__Exercise materials__

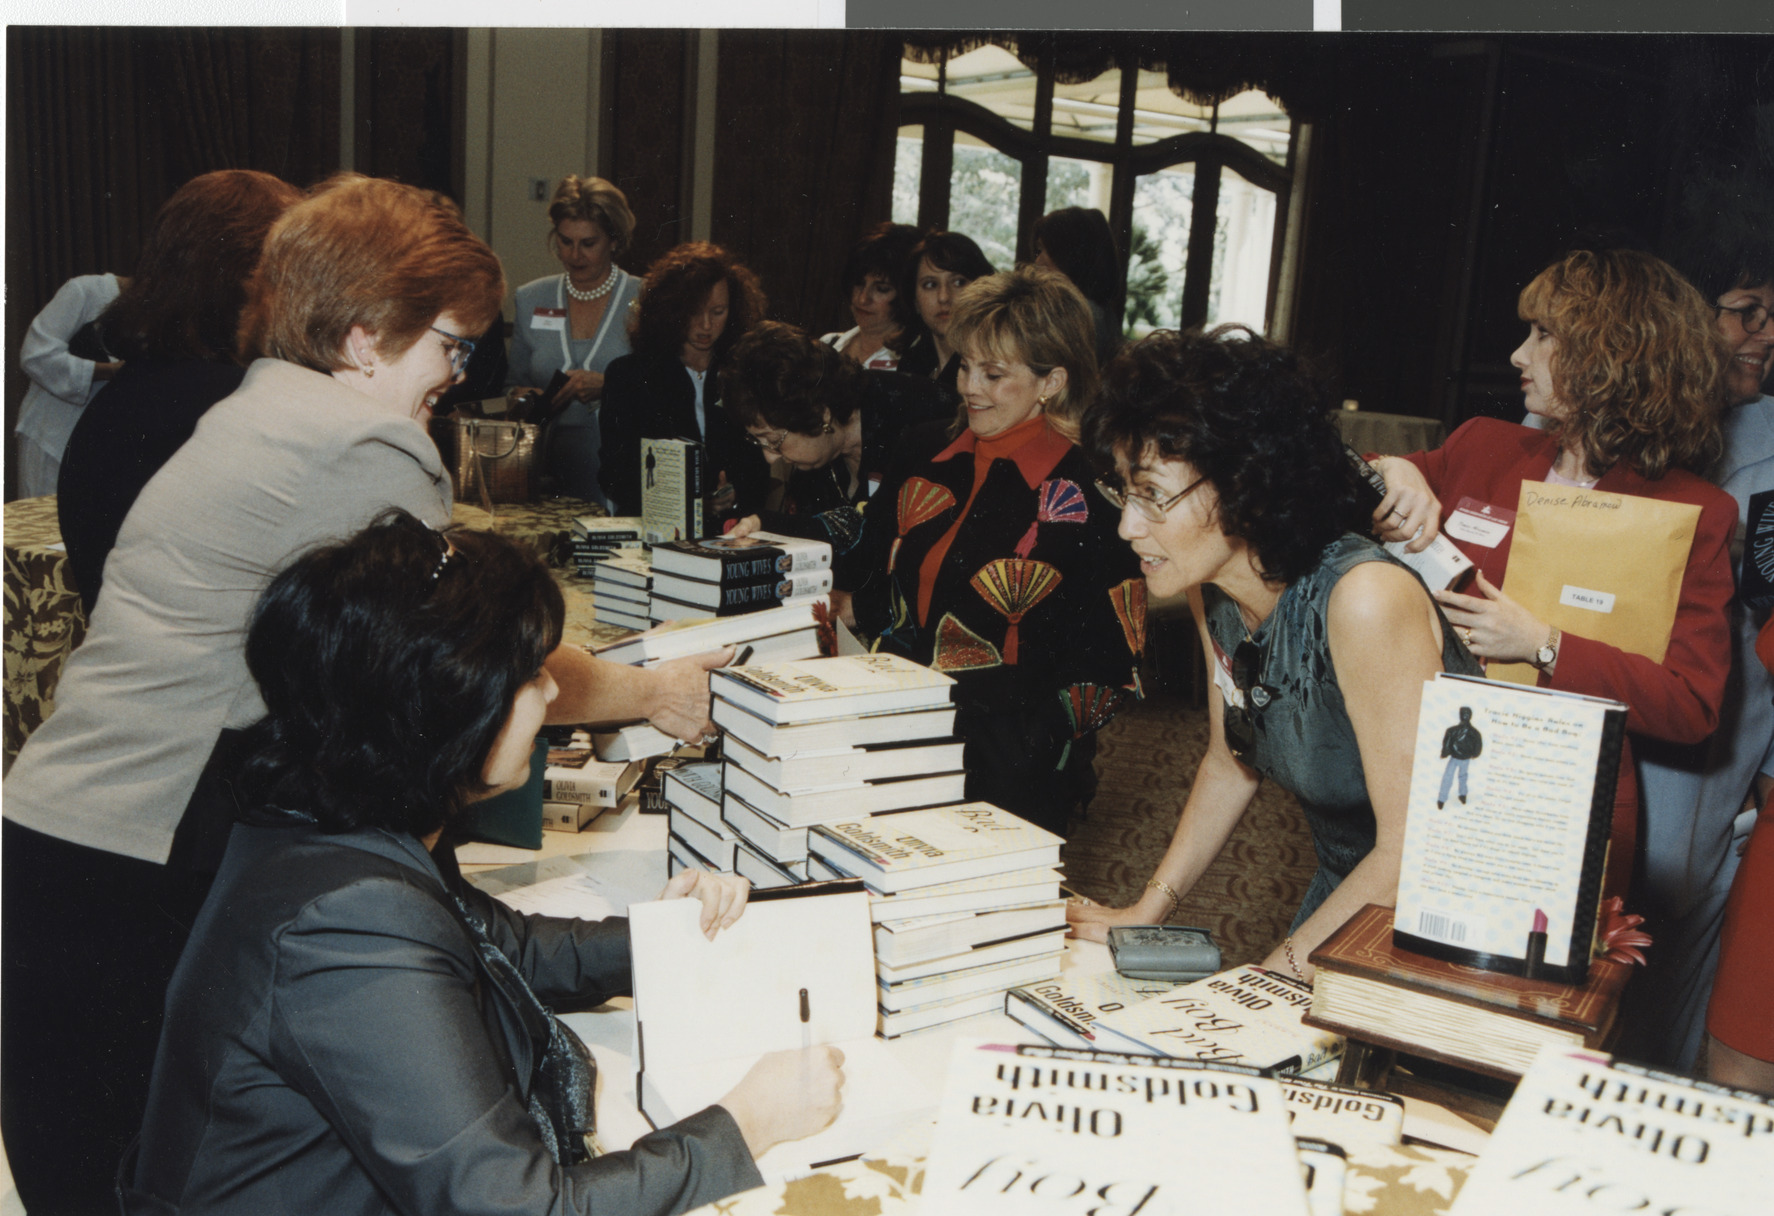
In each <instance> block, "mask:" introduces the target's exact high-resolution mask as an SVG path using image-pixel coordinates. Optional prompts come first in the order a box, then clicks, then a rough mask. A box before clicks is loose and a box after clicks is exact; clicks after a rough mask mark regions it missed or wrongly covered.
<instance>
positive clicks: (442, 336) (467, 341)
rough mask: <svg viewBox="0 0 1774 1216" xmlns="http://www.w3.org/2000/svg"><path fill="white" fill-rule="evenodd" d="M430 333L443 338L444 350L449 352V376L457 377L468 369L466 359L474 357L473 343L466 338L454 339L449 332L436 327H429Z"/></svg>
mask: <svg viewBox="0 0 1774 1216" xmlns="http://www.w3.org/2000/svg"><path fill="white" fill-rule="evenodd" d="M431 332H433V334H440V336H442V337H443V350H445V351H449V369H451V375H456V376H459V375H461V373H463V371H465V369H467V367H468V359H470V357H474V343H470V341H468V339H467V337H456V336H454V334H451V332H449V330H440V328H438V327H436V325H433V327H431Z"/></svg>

--

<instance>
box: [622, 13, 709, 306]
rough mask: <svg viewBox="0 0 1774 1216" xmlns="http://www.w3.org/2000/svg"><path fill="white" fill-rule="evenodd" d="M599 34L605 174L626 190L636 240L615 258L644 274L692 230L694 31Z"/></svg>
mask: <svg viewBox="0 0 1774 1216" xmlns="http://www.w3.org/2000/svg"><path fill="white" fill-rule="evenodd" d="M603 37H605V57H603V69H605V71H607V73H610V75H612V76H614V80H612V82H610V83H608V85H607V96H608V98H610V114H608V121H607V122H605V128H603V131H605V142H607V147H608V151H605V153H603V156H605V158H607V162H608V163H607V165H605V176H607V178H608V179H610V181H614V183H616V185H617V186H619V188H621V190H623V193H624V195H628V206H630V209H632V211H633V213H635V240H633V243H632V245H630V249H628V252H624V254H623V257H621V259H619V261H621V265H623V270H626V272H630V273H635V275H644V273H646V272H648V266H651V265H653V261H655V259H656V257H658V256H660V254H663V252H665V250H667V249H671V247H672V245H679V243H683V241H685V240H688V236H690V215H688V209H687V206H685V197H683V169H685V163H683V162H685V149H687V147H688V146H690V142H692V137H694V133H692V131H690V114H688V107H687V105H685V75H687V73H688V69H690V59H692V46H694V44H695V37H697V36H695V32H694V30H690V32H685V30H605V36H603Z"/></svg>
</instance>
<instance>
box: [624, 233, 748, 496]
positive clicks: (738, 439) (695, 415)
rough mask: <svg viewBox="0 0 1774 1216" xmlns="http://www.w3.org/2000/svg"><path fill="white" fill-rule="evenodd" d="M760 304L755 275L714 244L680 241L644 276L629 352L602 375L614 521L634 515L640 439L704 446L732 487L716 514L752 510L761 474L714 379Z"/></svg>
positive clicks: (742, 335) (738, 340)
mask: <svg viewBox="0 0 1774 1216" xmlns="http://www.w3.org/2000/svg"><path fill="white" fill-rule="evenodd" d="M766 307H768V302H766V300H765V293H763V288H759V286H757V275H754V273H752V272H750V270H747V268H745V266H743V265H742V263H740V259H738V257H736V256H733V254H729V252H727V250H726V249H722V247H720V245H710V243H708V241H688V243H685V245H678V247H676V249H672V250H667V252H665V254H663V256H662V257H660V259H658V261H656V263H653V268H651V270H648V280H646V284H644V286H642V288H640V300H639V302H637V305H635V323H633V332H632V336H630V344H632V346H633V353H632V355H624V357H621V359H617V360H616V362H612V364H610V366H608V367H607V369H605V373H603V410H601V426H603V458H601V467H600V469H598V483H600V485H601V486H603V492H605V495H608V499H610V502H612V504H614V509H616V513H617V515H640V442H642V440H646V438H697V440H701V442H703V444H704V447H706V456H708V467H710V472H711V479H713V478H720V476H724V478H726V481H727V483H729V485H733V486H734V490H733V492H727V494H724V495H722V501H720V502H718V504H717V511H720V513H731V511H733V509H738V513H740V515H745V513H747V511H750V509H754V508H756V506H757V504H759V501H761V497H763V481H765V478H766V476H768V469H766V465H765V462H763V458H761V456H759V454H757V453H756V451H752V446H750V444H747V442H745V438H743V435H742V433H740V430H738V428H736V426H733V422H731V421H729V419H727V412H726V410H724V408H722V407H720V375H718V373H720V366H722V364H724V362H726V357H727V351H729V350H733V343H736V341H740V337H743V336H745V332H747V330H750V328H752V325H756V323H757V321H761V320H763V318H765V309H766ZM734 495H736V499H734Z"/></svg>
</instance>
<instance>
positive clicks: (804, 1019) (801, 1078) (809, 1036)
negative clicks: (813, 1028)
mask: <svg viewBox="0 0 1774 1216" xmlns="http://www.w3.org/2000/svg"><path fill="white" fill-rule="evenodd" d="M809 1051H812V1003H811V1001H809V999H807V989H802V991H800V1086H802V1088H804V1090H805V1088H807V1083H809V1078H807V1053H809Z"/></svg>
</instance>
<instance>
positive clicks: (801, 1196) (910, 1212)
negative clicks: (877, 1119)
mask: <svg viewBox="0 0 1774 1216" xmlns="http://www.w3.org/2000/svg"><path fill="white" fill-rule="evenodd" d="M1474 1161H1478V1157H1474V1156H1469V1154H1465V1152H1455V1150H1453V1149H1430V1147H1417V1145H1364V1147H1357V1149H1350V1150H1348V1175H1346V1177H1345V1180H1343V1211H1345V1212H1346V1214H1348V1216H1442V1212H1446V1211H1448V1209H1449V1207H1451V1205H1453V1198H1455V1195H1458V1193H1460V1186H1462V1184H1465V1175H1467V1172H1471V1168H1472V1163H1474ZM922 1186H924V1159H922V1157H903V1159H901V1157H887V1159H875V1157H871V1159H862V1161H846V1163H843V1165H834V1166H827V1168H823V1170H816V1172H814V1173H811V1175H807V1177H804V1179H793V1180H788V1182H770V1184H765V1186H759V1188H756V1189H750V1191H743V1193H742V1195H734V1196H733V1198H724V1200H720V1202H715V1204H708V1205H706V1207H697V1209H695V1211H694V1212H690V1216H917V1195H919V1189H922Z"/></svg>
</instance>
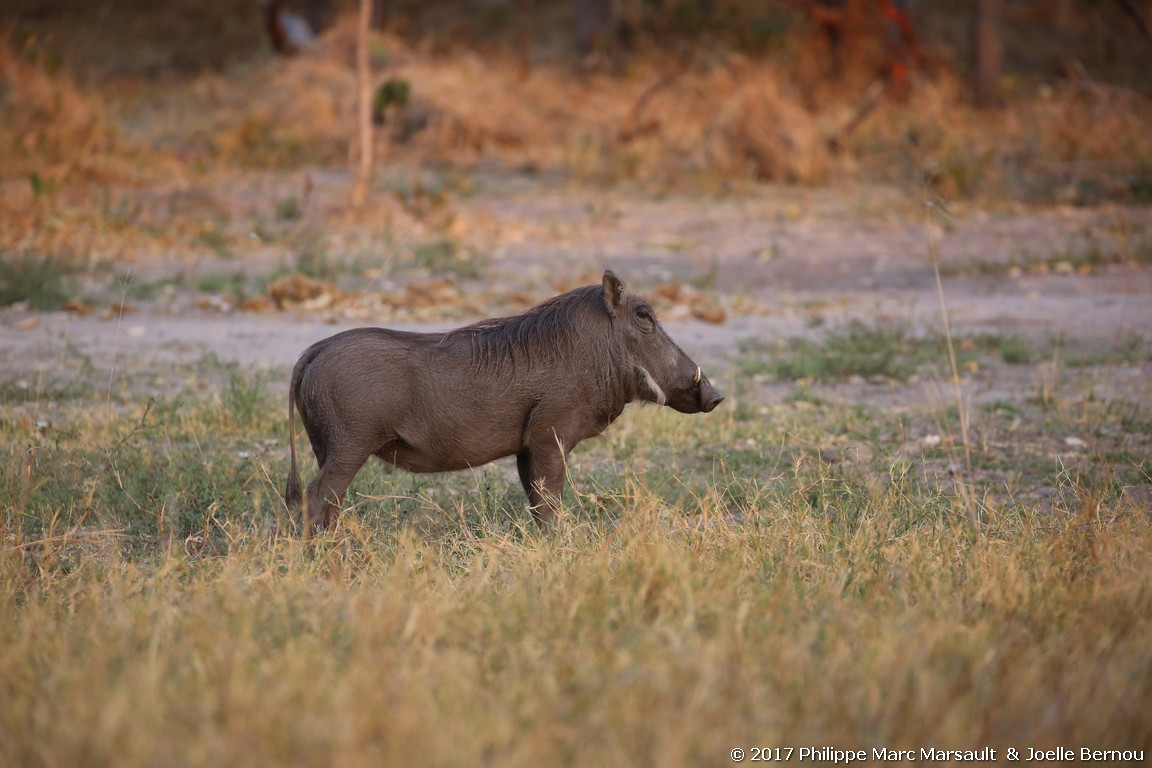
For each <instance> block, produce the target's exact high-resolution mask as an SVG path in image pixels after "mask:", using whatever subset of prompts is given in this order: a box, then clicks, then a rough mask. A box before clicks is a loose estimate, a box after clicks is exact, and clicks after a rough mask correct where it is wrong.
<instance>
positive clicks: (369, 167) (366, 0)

__Assignment__
After locating the line with "box: [624, 233, 748, 496]" in the material above, return it and each line after it exactly, ending at the line with "positive clicks: (804, 1019)".

__Written response__
box: [624, 233, 748, 496]
positive clicks: (738, 439) (695, 415)
rough mask: <svg viewBox="0 0 1774 1216" xmlns="http://www.w3.org/2000/svg"><path fill="white" fill-rule="evenodd" d="M760 304L755 275L714 244L680 241L644 276L629 352L602 375L614 521L634 515L640 439L704 446L732 487L716 514L752 510L761 474L714 379Z"/></svg>
positive clicks: (742, 335) (738, 340)
mask: <svg viewBox="0 0 1774 1216" xmlns="http://www.w3.org/2000/svg"><path fill="white" fill-rule="evenodd" d="M766 307H768V302H766V300H765V293H763V288H759V286H757V275H754V273H752V272H750V270H747V268H745V266H743V265H742V263H740V259H738V257H736V256H733V254H729V252H727V250H726V249H722V247H720V245H710V243H708V241H688V243H685V245H678V247H676V249H672V250H667V252H665V254H663V256H662V257H660V259H658V261H656V263H653V268H651V270H648V280H646V284H644V286H642V288H640V300H639V302H637V305H635V323H633V332H632V336H630V344H632V346H633V353H632V355H624V357H621V359H617V360H616V362H612V364H610V366H608V367H607V369H605V373H603V410H601V426H603V458H601V467H600V469H598V483H600V485H601V486H603V492H605V495H608V499H610V502H612V504H614V509H616V513H617V515H640V442H642V440H646V438H697V440H701V442H703V444H704V447H706V456H708V467H710V472H711V479H713V478H720V476H724V478H726V481H727V483H729V485H733V486H734V490H733V492H727V494H724V495H722V501H720V502H718V504H717V511H720V513H731V511H733V509H738V513H740V515H745V513H747V511H750V509H754V508H756V506H757V504H759V501H761V497H763V481H765V478H766V476H768V469H766V465H765V462H763V458H761V456H759V454H757V453H756V451H752V446H750V444H747V442H745V438H743V435H742V433H740V430H738V428H736V426H733V422H731V421H729V419H727V412H726V410H724V408H722V407H720V375H718V373H720V366H722V364H724V362H726V357H727V351H729V350H733V343H736V341H740V337H743V336H745V332H747V330H750V328H752V325H756V323H757V321H761V320H763V318H765V309H766ZM734 495H736V499H734Z"/></svg>
</instance>
<instance>
positive clicks: (804, 1019) (801, 1078) (809, 1036)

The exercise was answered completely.